### Location annotation dataset excerpts
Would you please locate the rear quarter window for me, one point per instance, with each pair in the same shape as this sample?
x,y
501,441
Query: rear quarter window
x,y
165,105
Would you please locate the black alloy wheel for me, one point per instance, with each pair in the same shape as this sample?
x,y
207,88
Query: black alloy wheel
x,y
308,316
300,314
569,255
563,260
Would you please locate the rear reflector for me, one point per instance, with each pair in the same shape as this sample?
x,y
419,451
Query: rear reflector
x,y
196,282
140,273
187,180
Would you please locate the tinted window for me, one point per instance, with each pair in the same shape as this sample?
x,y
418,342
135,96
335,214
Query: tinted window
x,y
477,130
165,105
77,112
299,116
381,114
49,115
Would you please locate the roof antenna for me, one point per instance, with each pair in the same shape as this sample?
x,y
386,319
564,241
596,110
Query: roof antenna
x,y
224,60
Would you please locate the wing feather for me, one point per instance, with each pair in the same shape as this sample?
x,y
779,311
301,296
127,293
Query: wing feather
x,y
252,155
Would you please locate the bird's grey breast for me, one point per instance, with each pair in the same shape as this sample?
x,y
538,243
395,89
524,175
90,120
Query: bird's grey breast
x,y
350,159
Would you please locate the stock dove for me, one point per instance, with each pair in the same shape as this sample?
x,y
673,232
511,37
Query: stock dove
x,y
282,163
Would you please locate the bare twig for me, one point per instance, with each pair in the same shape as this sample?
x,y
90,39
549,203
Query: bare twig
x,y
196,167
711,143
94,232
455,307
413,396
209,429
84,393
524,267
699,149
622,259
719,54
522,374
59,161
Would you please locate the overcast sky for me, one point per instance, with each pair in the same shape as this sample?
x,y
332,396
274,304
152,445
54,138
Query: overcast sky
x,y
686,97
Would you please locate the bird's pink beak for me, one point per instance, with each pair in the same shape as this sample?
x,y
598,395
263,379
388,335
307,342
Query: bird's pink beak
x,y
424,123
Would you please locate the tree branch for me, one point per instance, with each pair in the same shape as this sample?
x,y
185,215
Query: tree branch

### Aim of the exercise
Repeat exactly the lines from the line containing "Would you please locate the overcast" through the end of the listing above; both boundary lines are part of the output.

### Result of the task
Would you please locate the overcast sky for me, one point per instance, with each pair in the same shape as this sample?
x,y
332,396
274,304
152,445
54,138
Query: overcast sky
x,y
686,97
Would you please locate the bird's pink beak for me, one point per instance, with each pair in the same shape as this sample?
x,y
598,395
263,379
388,335
307,342
Query: bird's pink beak
x,y
424,123
Would you please locate the tree branch for me, one point per instance, with each pair in the same shape as this sample?
x,y
185,215
Query: tree branch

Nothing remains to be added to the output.